## Source:

|---|

Although confection sunflower producers should consider two treatments, oil sunflower growers may be able to get by with one treatment. Entomologists, empathetic to market prices and crop production costs, advise producers to watch their developing sunflower crops and use their best judgement. If lygus bugs, banded sunflower moth, or the red seed weevil are present at economic levels, treat sunflower at 10% bloom (R-5). Applying only one treatment may risk damage if one or more insects re-infest the crop again while it’s still vulnerable to damage. The yield impact of lygus on oil sunflower is not clear.

While sunflower growers need to be vigilant in monitoring common insect pests, there can also be localized “hot spots” of other insect problems. NDSU’s Glogoza says there were grasshopper hot spots in south central N.D. last year. These areas should be watched closely this year for possible treatment, depending on how the weather develops.

Michael Catangui, South Dakota State University extension entomologist, says that the Dectes stem borer (also referred to as the longhorn beetle or soybean stem borer) and pale striped flea beetle have caused high levels of damage in localized areas of South Dakota in recent years. However, the red seed weevil has been a more noticeable problem throughout the state. Seed weevil treatment, recommended when one to two weevils are found per plant, is advised on confection sunflower when three out of 10 plants are beginning to shed pollen.



High Plains Saw Head Moth in ’01



Roger Stockton, extension crops specialist, Kansas State University, Colby, says insect pressure in 2001 was higher than the last few years, particularly the sunflower head moth “There were reports of other insects such as the spotted stem weevil and the longhorn beetle (soybean stem borer) but it was the head moth that seemed to be most prevalent last year, particularly in central Kansas,” says Stockton.

|---|

(Pointing dataset entries)
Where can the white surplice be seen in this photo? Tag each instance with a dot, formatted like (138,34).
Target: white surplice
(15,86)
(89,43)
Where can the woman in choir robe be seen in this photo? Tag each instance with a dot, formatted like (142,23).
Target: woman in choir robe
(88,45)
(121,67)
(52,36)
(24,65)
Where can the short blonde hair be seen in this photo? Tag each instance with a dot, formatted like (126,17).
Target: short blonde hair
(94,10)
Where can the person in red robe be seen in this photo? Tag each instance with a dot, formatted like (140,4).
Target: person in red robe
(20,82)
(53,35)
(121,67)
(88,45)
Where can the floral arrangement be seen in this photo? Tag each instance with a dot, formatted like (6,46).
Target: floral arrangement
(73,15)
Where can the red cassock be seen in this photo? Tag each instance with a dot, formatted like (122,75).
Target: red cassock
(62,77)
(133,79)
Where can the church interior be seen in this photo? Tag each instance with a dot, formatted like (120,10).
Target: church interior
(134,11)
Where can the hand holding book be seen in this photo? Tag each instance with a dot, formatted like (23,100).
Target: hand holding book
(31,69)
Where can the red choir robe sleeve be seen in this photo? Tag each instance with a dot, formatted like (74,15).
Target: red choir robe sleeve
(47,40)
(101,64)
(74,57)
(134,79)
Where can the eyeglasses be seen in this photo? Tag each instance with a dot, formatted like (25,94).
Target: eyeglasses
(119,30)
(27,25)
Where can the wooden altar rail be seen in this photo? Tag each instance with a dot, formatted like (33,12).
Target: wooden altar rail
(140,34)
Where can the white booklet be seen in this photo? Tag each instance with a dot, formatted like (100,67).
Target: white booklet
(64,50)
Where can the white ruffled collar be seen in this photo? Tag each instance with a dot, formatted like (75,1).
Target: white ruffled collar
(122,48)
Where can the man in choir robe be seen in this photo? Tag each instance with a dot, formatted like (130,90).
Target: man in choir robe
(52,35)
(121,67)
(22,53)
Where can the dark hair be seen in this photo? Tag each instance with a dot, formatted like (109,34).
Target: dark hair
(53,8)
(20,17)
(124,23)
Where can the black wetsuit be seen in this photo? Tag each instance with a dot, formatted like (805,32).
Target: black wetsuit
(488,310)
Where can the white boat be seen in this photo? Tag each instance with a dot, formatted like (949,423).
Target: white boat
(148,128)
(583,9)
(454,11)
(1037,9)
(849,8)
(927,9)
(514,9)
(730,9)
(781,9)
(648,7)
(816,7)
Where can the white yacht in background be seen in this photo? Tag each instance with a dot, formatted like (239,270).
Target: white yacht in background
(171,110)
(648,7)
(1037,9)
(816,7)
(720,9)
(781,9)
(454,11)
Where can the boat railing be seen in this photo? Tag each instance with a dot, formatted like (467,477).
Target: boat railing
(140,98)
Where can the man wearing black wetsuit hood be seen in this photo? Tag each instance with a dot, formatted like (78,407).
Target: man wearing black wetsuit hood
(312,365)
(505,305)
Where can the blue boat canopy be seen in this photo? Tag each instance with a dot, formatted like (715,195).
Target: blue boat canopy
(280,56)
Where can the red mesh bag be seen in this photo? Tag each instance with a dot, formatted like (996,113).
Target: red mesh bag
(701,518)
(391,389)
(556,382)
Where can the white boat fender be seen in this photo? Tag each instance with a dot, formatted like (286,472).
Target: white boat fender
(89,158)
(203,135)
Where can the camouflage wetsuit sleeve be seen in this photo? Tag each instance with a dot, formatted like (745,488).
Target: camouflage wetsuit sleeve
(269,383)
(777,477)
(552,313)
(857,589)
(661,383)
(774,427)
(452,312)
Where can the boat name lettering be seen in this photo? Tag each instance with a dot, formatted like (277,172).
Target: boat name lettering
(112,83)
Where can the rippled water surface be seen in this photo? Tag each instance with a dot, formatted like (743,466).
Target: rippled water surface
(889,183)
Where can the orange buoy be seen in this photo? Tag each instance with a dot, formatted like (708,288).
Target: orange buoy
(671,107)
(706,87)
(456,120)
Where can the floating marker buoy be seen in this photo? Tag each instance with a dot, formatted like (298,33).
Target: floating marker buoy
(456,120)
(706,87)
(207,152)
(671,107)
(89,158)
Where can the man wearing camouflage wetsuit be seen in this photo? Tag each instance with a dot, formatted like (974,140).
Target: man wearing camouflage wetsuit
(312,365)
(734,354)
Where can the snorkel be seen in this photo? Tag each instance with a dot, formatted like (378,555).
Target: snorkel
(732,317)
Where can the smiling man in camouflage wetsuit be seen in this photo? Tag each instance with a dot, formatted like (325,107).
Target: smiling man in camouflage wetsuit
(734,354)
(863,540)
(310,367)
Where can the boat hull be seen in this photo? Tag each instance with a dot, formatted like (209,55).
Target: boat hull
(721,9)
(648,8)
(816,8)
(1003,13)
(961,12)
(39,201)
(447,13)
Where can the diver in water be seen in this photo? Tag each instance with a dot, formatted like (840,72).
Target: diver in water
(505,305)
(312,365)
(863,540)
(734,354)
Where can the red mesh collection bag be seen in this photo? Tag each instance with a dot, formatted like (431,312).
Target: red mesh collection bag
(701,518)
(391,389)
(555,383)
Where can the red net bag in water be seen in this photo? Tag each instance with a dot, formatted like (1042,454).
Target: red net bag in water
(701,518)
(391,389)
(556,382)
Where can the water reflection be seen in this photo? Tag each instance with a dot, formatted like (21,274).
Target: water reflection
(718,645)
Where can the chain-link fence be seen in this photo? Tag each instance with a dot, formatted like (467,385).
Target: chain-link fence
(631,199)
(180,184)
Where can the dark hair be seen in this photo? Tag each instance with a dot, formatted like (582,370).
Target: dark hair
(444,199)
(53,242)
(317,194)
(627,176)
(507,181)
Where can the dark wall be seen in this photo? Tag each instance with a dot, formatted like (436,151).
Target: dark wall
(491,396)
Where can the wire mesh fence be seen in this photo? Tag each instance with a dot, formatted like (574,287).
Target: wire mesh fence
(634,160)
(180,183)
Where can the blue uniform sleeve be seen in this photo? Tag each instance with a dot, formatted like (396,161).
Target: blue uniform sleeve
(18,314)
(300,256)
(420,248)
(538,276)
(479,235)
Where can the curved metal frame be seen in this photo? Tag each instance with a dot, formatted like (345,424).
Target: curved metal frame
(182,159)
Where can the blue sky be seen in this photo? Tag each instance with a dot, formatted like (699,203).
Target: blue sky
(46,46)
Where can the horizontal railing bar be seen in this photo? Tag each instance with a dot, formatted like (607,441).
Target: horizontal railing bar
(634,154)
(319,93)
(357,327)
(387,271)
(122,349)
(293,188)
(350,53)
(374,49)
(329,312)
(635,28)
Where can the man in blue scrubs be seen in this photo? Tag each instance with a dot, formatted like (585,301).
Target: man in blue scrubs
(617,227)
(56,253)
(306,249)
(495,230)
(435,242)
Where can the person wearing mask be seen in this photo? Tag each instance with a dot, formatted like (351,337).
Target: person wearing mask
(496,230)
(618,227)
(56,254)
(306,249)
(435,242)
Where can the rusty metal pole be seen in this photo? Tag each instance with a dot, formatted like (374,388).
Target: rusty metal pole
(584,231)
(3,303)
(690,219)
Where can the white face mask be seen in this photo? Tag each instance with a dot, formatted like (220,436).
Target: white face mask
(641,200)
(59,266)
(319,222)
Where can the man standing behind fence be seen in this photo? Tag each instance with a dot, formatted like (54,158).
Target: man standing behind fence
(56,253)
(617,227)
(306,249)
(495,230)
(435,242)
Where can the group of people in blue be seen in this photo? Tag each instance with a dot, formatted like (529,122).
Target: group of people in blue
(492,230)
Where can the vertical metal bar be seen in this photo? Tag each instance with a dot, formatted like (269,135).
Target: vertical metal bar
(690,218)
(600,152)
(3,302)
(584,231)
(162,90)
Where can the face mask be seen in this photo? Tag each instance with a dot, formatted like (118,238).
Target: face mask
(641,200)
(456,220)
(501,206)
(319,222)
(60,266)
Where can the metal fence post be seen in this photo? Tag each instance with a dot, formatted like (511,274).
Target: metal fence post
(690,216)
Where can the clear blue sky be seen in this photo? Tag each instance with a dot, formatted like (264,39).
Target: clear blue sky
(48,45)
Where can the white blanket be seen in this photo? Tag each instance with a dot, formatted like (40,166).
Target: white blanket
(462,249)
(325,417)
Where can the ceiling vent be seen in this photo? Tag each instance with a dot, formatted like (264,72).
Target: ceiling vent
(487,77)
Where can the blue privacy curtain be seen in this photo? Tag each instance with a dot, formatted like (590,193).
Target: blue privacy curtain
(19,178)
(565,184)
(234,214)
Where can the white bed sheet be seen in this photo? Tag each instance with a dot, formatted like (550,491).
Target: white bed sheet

|---|

## Task instructions:
Translate the following sentence from the text on sunflower insect pests into Spanish: "These areas should be watched closely this year for possible treatment, depending on how the weather develops."

## Response:
Estas zonas deben vigilarse de cerca este año ante un posible tratamiento, según cómo evolucione el clima.